• **Requirement**: Copy the material starting at the line that has "Get the logo on shirt." and ending after the line that has "[419,332,451,353]", keeping every line in place. Offset each bounding-box coordinate in those lines by adding 77 to it.

● ● ● ● ● ● ●

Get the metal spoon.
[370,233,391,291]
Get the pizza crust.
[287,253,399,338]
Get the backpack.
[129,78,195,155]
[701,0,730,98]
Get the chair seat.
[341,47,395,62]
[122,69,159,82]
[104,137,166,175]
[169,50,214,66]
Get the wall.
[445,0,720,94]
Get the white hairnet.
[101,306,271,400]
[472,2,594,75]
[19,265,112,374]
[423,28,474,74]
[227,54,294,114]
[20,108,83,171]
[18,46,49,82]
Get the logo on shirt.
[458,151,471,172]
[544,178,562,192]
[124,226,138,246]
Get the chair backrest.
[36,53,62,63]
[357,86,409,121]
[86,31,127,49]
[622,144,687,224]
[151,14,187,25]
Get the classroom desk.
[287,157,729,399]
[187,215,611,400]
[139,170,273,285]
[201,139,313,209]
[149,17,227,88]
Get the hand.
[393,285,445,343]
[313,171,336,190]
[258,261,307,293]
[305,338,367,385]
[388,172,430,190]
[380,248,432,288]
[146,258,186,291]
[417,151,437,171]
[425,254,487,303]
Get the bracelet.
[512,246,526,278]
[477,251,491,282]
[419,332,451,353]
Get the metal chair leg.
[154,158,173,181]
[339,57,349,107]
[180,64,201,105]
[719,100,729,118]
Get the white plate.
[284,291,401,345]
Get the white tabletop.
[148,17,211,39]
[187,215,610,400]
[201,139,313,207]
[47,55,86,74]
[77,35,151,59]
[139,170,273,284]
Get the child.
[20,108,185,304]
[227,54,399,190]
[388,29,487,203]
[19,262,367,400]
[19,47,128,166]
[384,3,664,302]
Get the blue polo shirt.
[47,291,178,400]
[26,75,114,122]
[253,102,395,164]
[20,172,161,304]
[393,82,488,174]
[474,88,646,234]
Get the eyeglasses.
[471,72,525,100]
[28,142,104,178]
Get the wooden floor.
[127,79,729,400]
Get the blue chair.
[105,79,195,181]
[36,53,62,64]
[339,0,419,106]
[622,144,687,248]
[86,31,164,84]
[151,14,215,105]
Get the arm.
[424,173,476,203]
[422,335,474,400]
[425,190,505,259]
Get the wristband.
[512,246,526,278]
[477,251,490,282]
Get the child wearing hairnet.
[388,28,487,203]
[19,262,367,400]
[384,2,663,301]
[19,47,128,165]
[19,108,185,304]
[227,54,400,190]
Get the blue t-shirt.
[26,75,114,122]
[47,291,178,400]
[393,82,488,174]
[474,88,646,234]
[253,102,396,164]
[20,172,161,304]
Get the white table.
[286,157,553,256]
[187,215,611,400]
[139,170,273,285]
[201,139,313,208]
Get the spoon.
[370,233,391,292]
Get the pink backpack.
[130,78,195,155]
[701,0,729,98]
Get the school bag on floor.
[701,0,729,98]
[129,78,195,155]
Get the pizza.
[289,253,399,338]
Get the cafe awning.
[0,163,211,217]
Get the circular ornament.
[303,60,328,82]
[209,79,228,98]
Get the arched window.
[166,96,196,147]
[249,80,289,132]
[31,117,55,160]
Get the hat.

● ● ● ● ● ● ●

• **Task result**:
Get the logo on shirt.
[535,228,548,249]
[621,255,639,269]
[201,303,215,323]
Get the chair backrest.
[113,130,139,140]
[434,163,486,198]
[163,108,204,126]
[699,221,764,301]
[228,91,264,102]
Get the classroom desk.
[364,234,806,476]
[264,292,688,477]
[216,247,350,362]
[278,216,390,286]
[226,94,304,165]
Get the hand.
[470,362,522,420]
[390,248,413,267]
[335,338,384,370]
[382,415,444,462]
[465,249,507,267]
[457,325,509,365]
[223,335,263,368]
[494,228,514,248]
[502,331,564,380]
Get the bracelet.
[589,323,603,355]
[554,328,568,359]
[496,409,528,430]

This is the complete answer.